··· Data to use

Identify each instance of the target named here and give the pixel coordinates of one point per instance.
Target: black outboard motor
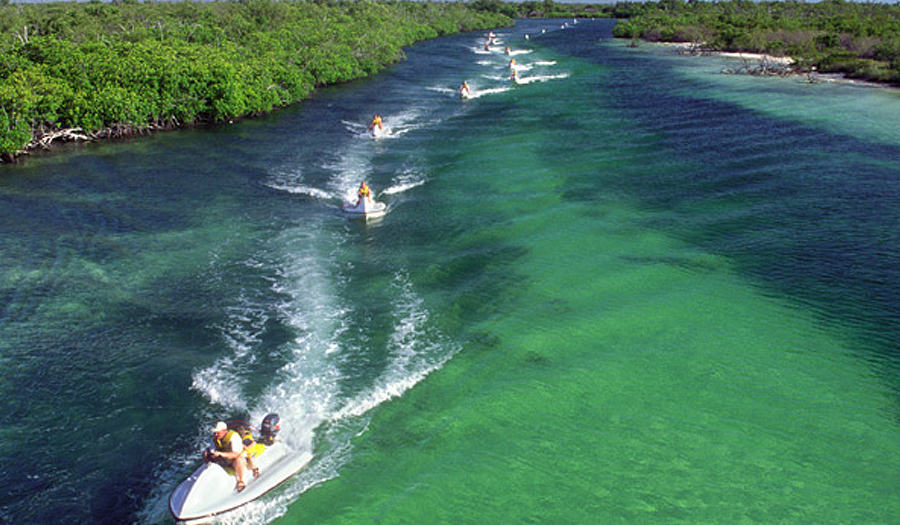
(269, 429)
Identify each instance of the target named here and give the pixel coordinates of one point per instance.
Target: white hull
(210, 490)
(365, 208)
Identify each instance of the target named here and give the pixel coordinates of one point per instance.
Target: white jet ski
(210, 490)
(364, 208)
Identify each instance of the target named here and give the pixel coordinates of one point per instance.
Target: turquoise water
(628, 290)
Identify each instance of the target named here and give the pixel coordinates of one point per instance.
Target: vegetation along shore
(94, 70)
(858, 40)
(99, 70)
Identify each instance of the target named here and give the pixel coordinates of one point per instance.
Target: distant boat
(364, 208)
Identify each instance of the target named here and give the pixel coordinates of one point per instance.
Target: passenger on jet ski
(464, 89)
(229, 449)
(363, 193)
(376, 122)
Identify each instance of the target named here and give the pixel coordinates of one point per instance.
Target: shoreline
(784, 65)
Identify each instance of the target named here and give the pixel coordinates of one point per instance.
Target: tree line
(860, 40)
(111, 69)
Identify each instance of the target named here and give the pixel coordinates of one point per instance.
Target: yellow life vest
(224, 444)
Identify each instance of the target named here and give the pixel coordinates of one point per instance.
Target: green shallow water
(631, 290)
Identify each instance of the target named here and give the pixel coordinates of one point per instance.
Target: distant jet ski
(364, 208)
(210, 490)
(465, 92)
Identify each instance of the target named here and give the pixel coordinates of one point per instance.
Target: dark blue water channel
(153, 285)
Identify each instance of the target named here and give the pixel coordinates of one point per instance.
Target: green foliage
(131, 65)
(859, 39)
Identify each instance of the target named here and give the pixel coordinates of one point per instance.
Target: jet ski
(210, 490)
(364, 208)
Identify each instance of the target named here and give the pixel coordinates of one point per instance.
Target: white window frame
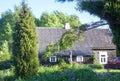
(79, 58)
(103, 57)
(51, 59)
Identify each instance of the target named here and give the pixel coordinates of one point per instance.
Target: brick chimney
(67, 25)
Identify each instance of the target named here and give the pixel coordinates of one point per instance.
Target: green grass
(65, 72)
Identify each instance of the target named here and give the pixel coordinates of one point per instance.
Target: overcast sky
(39, 6)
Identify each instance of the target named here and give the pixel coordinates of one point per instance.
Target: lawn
(66, 72)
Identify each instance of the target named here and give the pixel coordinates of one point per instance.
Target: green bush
(96, 66)
(5, 64)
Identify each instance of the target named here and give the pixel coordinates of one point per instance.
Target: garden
(65, 72)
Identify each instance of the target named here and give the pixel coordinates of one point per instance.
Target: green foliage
(63, 44)
(75, 72)
(25, 44)
(57, 19)
(96, 66)
(4, 51)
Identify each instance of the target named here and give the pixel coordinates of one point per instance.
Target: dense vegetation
(25, 44)
(57, 19)
(66, 73)
(105, 9)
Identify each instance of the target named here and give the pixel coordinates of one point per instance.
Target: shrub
(5, 64)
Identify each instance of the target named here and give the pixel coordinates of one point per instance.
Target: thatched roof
(100, 39)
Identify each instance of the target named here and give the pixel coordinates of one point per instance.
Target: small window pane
(79, 58)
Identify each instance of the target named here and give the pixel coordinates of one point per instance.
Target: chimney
(67, 25)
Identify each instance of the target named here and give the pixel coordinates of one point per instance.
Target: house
(96, 42)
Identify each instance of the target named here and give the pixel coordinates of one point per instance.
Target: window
(103, 58)
(79, 58)
(53, 59)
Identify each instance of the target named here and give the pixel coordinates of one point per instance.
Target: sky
(39, 6)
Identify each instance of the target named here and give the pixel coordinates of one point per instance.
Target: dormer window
(53, 59)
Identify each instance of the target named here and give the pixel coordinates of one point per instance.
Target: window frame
(103, 57)
(79, 58)
(51, 59)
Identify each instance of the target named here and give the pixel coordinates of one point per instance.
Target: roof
(94, 39)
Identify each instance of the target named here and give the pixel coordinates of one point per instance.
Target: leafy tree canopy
(25, 43)
(57, 19)
(105, 9)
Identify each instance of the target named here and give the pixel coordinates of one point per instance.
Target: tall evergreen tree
(25, 44)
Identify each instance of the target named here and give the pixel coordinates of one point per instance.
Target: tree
(25, 44)
(105, 9)
(57, 19)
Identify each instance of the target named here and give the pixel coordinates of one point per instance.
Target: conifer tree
(25, 44)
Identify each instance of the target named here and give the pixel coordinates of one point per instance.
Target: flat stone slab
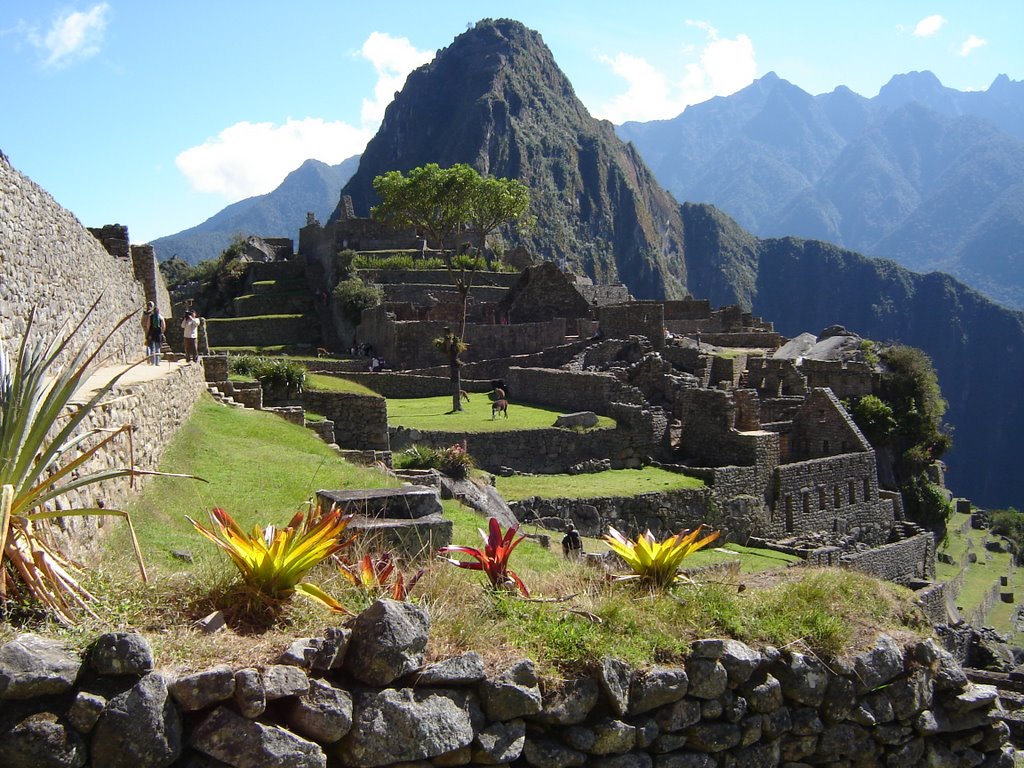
(404, 503)
(416, 538)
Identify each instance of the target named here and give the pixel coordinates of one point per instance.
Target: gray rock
(612, 737)
(250, 696)
(239, 742)
(282, 680)
(615, 678)
(713, 736)
(33, 666)
(708, 678)
(500, 742)
(632, 760)
(139, 728)
(804, 679)
(764, 696)
(570, 704)
(949, 676)
(688, 760)
(655, 687)
(584, 419)
(202, 689)
(740, 660)
(462, 670)
(878, 666)
(420, 724)
(318, 653)
(681, 714)
(42, 740)
(121, 653)
(512, 693)
(85, 711)
(388, 639)
(323, 714)
(544, 753)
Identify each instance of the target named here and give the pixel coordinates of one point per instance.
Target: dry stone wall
(50, 262)
(364, 696)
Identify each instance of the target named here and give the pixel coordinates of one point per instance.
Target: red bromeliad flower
(494, 558)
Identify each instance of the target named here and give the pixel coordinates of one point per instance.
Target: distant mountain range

······

Return the complete data unchanged and include none of the pictures.

Identify each instance of the target named here and give the pixel coordinates of one point per instance.
Target: black outboard motor
(269, 429)
Identify each instance of the target named here and give the pixel coordinates of one point per instance.
Target: white hull
(210, 490)
(365, 208)
Identify each instance of the target named here and give the pixel coordinates of one point per instance.
Target: white jet ski
(210, 490)
(364, 208)
Identify each instance of the target named here and give the pixel coordinates of one point per instance.
Target: turquoise water
(628, 290)
Identify each instance of the target named here and give the pixel coordinates of one point per instance.
Target: vegetation along shore
(94, 70)
(858, 40)
(99, 70)
Identify each instance of the target named here and give the pixel coordinates of one point per instance.
Target: distant boat
(364, 208)
Identify each instance of the target named here and give the pixel coordinates of one point per instance.
Target: passenger on jet ski
(464, 89)
(229, 449)
(363, 193)
(376, 122)
Identify each instance of the target named here and give the pixel coordinates of one point per instance.
Target: shoreline
(784, 65)
Identify each instance of the target named here and give the pixel coordinates of one point per instance.
Target: tree line
(860, 40)
(111, 69)
Identify each instance of the target named here and give the pixel coordinates of one point per instance.
Target: yellow life vest
(224, 444)
Identify each instance of the target named here and give the pixel coordinates of one point per instance.
Target: green shallow water
(631, 290)
Identify each instance of the target named here and give the pixel coordinates of one point per instance.
Target: distant jet ski
(364, 208)
(210, 490)
(465, 92)
Identify each instance of the target named here and give the pixel coordinates of one point per instance.
Target: dark blue water channel
(153, 285)
Identify each instance of the target named here and give the pixel coordinates of one point per instance.
Target: green foliage
(131, 65)
(859, 39)
Identify each instance of the target named here and give the pixel coordinates of one point per instance.
Target: jet ski
(210, 490)
(364, 208)
Identify each instance of the target named here and give the pixel coordinates of one point per instance.
Target: white window frame
(79, 58)
(103, 57)
(51, 59)
Identify each instance of the target named here and give the pixel coordinates of one point per instance.
Target: brick chimney
(67, 25)
Identify each instance of the target named here and give the pixel coordinates of one point per instance.
Target: green grass
(65, 72)
Identify each instance of the target named here and give the pixel coordinates of one point per instance.
Target: overcast sky
(39, 6)
Identify each instance of the target named here and give the pixel coordinates of one point per instance.
Target: lawn
(66, 72)
Identify each instance of the target named here and give the pixel coordinates of one point per instance.
Target: green bush
(96, 66)
(5, 64)
Identify each instance of the target named here and give the pixel coordinates of one point per instance.
Target: garden
(65, 72)
Identify each instance of the target named here and give the pixel coordinates of one point per instance.
Target: green foliage
(63, 44)
(75, 72)
(25, 44)
(57, 19)
(96, 66)
(4, 51)
Identify each instance of the target named here and give the pixel coordinates of one point per instance.
Target: dense vegetation
(25, 44)
(57, 19)
(66, 73)
(105, 9)
Identify each instance of the target named here and give the pixel coordinates of one point per instance.
Target: shrub
(5, 64)
Identify each instance of the target named here and give the pixel coordinates of one point per instance.
Target: thatched roof
(100, 39)
Identify each instance of the target named here and give the pixel coordinates of one point per instance.
Target: small window pane
(79, 58)
Identify each instance of the target named here and give the pixel coordinates of one point per instance.
Target: chimney
(67, 25)
Identify each instance of the target named here and give the pixel coordinates of one point per instance.
Target: house
(96, 42)
Identify each instance of the target named here and give the pixel coordinates of one point per instance.
Target: window
(103, 58)
(79, 58)
(53, 59)
Identify each instance of the target named here and give the pixel coordinates of one point per instance.
Target: sky
(39, 6)
Identify each instance of the target named here and give the pixel coordinates of one point per instance.
Target: dormer window
(53, 59)
Identify each instance of the target named here and give the pixel coordinates of one point per instance.
Target: window frame
(103, 57)
(79, 58)
(51, 59)
Identify each instance of the target named here and give the pixel coordinates of one point per instance.
Target: roof
(94, 39)
Identify each instance of the target named here and give the pixel coordinates of one point per instance.
Target: leafy tree canopy
(25, 43)
(57, 19)
(105, 9)
Identify each instance of the target named here and give the pixel coordinates of one point per instance.
Target: tall evergreen tree
(25, 44)
Identify each instance of the target named here and give the pixel coordinates of one point per instance.
Target: tree
(25, 44)
(105, 9)
(57, 19)
Identify each instance of the target named here and give the pixel coordinates of one point per instance.
Target: conifer tree
(25, 44)
Identify each instance of the target named here and give the pixel coordinates of one point per instance.
Target: flat stone slab
(404, 503)
(416, 538)
Identify each instance of the target named here and give the pixel coordinates of one point per instance.
Target: gray rock
(612, 737)
(250, 696)
(239, 742)
(282, 680)
(615, 678)
(713, 736)
(33, 666)
(708, 678)
(500, 742)
(632, 760)
(139, 728)
(804, 679)
(764, 696)
(570, 704)
(949, 676)
(688, 760)
(655, 687)
(584, 419)
(202, 689)
(740, 660)
(462, 670)
(878, 666)
(420, 724)
(318, 653)
(681, 714)
(42, 740)
(121, 653)
(512, 693)
(85, 711)
(388, 639)
(323, 714)
(544, 753)
Identify each instance of the target named here and give the pixel coordinates of one point per instance.
Target: dry stone wall
(50, 262)
(364, 696)
Identify each instance of the target named here and give the pixel coordinates of one point per instance.
Target: red bromeliad flower
(494, 558)
Identify each instance of the target named here and give the pixel coordinates of one point per instance.
Target: distant mountain range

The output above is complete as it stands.